* Dati estratti:
==========
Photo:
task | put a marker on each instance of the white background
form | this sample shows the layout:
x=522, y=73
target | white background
==========
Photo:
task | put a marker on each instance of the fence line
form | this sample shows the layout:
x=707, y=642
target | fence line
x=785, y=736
==========
* Compito assegnato: Quali righe del materiale qui sopra contengono la parola "task"? Raccoglile tutte.

* La risposta:
task | put a marker on each instance of the white background
task | put a marker on each instance of the fence line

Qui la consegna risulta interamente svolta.